At the OEAN, in this project, the proposed transfer of closed files or data packages could be carried out according to the two scenarios that the appraisal software tool would need to deal with:
Scenario 1: Enclosed files or data packages are provided in the appraisal software tool, with a structure, retention schedule, organic links, context and description sufficiently developed. The intended final life cycle period and records disposition are clearly identified according to a previous prospective appraisal, conducted jointly by the archival entity and the organizational entity (archives producer).
Scenario 2: The data and digital objects are received without any prior documentary or archival processing and are received as unstructured data. The expected tool accommodates the data to be proposed and briefly analyzes and produces a general picture to identify closed files or data sets.
The appraisal software tool would need to accommodate a prospective evaluation by an archivist, but would also need to apply a set of general and specific criteria as well as quantitative and qualitative, intrinsic and extrinsic metrics automatically, semi-automatically and/or manually.
The main potential users of this proposed appraisal tool would be archivists who are required to conduct a rigorous appraisal process in a documented way to reach a defensible decision.
The proof of concept project to develop the proposed functionality and metrics that would drive the appraisal software tool is explored through the remainder of this paper. The literature review that follows identifies a range of sources that informed the development of metrics for both archival value and data mining in an appraisal context. The methodology section explores how different methods were used to develop metrics to calculate an “archival value” rating as well as data mining insights. The findings section demonstrates the outcomes and learning that were achieved through this work.
Before discussing the work done in the study, the following fundamentals of archives appraisal influenced the work. Appraisal is a major archival function that manages the life cycle of records. The objectives of appraisal are to determine which documents to create and capture, how long different corporate records need to be kept and to identify their final disposition. An appraisal clarifies and documents responsibilities and roles over a record’s lifespan. It is operated by a documented process and tools that are at once collaborative and should help the decision-making process. This process considers different internal and external contextual dimensions (International Organization for Standardization, 2018; Makhlouf Shabou, 2019). An appraisal is a very challenging process, and in the digital era, automation opportunities can be incorporated into appraisal processes to support human decisions and actions.
Recent European projects, Australian and North American initiatives have focused on the automation of appraisal functionalities, and these projects have influenced the design and functionality of the proposed OEAN archival appraisal tool.
In Germany, at the Ludwigsburg State Archives, a “More Products Less Process” (MPLP) approach was adopted between 2016 and 2018 for the appraisal of a large digital collection (Belovari, 2018, 2019). The project tested ten deduplication software packages (80% failed). It selected a user-friendly and inexpensive software package. The project then used this software to assess 670 GB of data in four days. Based on this, an adapted workflow was developed to support appraisal. This initiative confirmed the potential benefits that may be expected using software to support appraisal processes. As Belovari (2018) states:
In our project collection, 15% of Word documents but only 5.6% of graphic and video files were duplicates. This kind of information may feed into records management and donor conversations and may improve how files are kept and what is transferred.

# DATASET ROWS:
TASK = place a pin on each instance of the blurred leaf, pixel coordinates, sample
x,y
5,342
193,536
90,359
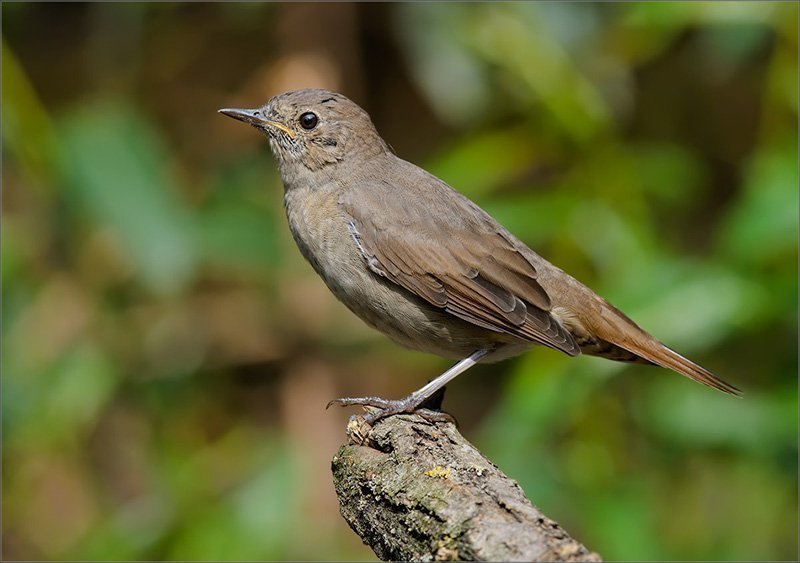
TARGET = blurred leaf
x,y
762,228
118,170
27,130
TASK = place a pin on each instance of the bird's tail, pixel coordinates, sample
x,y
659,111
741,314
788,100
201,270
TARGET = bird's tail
x,y
670,359
623,332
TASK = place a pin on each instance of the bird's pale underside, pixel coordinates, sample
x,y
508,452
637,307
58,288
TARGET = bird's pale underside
x,y
420,262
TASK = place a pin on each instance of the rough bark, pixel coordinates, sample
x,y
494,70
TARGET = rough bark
x,y
418,491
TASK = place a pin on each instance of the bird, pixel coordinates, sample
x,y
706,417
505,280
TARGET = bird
x,y
423,264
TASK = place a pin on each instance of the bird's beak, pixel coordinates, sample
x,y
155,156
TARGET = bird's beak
x,y
255,118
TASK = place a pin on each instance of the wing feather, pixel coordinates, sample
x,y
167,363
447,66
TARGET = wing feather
x,y
446,250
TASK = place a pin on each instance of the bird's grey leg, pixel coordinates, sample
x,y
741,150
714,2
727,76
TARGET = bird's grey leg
x,y
412,402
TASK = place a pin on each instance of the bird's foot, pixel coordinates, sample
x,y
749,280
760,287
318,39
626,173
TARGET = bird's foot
x,y
383,408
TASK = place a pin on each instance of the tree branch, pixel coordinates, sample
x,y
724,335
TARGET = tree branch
x,y
413,490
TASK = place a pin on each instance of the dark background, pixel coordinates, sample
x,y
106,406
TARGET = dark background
x,y
167,354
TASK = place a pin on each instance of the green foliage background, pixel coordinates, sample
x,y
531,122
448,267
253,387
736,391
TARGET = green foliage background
x,y
167,354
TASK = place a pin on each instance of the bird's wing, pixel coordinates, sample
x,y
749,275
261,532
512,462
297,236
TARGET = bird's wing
x,y
443,248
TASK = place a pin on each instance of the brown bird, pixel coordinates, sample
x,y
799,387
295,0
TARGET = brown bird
x,y
423,264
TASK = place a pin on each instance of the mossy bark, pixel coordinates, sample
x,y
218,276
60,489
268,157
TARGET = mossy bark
x,y
418,491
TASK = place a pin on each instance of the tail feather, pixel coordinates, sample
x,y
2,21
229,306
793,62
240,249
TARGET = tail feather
x,y
670,359
615,327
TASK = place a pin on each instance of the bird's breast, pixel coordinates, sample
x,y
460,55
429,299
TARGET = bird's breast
x,y
324,234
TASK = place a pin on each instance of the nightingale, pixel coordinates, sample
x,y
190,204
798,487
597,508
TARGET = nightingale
x,y
421,262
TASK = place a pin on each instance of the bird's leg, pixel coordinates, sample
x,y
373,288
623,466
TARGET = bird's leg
x,y
413,402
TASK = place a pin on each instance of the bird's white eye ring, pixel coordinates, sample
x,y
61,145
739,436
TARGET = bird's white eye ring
x,y
308,120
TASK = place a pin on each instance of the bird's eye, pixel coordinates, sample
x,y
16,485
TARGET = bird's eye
x,y
308,120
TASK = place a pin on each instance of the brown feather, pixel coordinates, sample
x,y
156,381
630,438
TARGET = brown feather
x,y
471,268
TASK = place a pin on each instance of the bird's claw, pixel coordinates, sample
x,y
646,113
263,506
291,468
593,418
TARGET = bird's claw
x,y
383,408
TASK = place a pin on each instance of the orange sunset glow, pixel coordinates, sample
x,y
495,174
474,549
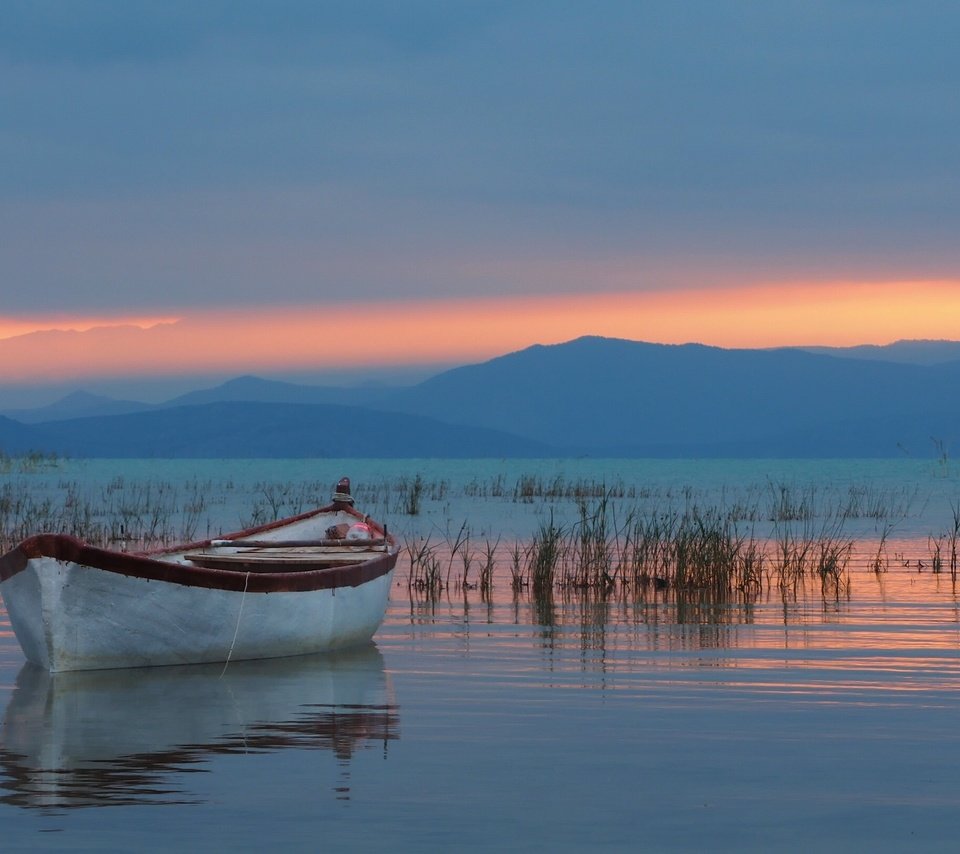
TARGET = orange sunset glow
x,y
408,333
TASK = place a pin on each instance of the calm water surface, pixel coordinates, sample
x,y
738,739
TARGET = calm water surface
x,y
565,725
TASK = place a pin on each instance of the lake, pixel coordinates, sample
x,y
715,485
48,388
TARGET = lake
x,y
572,722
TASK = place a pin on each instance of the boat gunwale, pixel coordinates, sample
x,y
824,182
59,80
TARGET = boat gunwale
x,y
151,565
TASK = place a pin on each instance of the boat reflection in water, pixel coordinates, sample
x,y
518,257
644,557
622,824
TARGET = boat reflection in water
x,y
122,737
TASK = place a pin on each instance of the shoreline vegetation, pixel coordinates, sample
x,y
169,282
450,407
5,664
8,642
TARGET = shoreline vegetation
x,y
591,538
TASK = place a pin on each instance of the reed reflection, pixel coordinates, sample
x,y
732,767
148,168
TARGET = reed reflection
x,y
123,737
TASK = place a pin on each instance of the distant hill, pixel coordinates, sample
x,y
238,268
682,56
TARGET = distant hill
x,y
79,404
236,430
917,352
614,397
250,389
592,396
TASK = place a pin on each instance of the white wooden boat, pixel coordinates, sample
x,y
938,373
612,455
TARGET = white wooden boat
x,y
314,582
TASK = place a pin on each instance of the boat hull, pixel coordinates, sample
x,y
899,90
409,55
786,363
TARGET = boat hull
x,y
72,616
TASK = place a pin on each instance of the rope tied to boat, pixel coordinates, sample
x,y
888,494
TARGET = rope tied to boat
x,y
236,631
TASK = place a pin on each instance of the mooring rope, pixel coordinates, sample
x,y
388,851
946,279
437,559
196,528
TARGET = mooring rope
x,y
236,631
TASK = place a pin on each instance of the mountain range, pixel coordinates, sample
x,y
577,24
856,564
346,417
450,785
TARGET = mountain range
x,y
591,396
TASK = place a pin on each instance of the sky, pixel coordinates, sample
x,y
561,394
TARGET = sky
x,y
222,187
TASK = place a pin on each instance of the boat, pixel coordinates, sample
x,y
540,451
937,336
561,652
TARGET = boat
x,y
135,736
311,583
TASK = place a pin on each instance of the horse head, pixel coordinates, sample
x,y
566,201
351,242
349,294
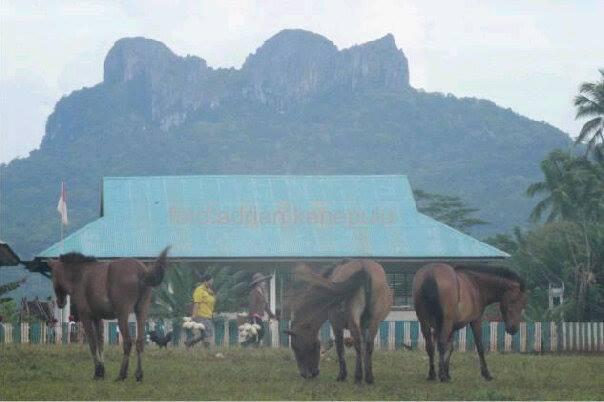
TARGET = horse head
x,y
307,350
512,303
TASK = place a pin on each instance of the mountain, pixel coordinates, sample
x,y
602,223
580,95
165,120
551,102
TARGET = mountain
x,y
298,105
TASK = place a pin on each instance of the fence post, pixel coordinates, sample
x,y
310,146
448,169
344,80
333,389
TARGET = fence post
x,y
537,337
391,335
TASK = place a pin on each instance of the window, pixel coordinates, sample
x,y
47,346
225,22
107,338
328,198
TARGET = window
x,y
401,283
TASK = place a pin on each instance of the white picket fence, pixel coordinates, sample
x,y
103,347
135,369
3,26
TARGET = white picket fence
x,y
532,337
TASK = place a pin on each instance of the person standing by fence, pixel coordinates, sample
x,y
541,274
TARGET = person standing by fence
x,y
259,303
203,309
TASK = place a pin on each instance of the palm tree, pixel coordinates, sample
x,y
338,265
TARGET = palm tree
x,y
590,104
558,201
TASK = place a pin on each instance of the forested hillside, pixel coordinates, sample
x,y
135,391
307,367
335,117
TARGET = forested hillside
x,y
298,105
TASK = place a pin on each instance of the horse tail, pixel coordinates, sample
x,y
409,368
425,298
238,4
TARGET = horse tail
x,y
155,275
332,291
367,311
428,294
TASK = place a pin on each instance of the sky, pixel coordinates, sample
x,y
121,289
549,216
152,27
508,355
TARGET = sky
x,y
528,56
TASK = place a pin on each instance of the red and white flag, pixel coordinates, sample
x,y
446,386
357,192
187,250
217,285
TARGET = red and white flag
x,y
62,206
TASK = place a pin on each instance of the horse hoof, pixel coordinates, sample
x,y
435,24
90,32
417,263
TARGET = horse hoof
x,y
99,372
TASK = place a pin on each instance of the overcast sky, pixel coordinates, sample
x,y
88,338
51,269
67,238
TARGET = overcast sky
x,y
530,56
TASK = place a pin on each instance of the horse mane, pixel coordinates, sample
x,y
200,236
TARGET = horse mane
x,y
499,271
75,258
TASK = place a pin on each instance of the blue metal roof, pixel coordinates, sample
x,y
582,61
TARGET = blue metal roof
x,y
266,217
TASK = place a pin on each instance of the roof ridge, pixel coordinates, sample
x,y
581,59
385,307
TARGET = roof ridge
x,y
251,175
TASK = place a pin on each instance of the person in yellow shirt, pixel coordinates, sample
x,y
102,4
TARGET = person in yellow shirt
x,y
203,310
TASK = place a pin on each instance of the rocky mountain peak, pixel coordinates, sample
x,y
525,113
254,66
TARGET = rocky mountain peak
x,y
131,58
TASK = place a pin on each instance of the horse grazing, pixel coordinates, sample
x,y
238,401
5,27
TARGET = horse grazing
x,y
353,295
108,290
447,299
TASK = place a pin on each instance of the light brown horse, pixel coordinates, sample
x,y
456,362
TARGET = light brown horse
x,y
447,299
353,295
108,290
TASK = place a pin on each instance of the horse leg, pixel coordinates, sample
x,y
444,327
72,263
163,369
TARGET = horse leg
x,y
123,324
484,370
448,358
443,348
92,343
430,339
141,315
339,335
100,367
355,331
368,336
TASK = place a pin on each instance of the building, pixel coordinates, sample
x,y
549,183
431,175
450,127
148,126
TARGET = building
x,y
273,222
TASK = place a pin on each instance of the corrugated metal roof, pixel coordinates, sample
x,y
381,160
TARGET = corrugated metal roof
x,y
266,217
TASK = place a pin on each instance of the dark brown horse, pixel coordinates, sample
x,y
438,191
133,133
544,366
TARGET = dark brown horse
x,y
353,295
447,299
108,290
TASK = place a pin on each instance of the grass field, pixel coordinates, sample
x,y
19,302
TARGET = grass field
x,y
57,372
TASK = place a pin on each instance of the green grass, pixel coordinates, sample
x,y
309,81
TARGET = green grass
x,y
59,372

# WHAT YOU WILL DO:
Answer these from the appraisal text:
1. Who would be the main potential users of the proposed appraisal tool?
2. How many deduplication software packages did the Ludwigsburg project test?
3. What share of Word documents in the project collection were duplicates?
The data is separate material and has no link to the appraisal text.

# FULL ANSWER:
1. Archivists who must carry out a rigorous, documented appraisal process to reach a defensible decision.
2. Ten.
3. 15%.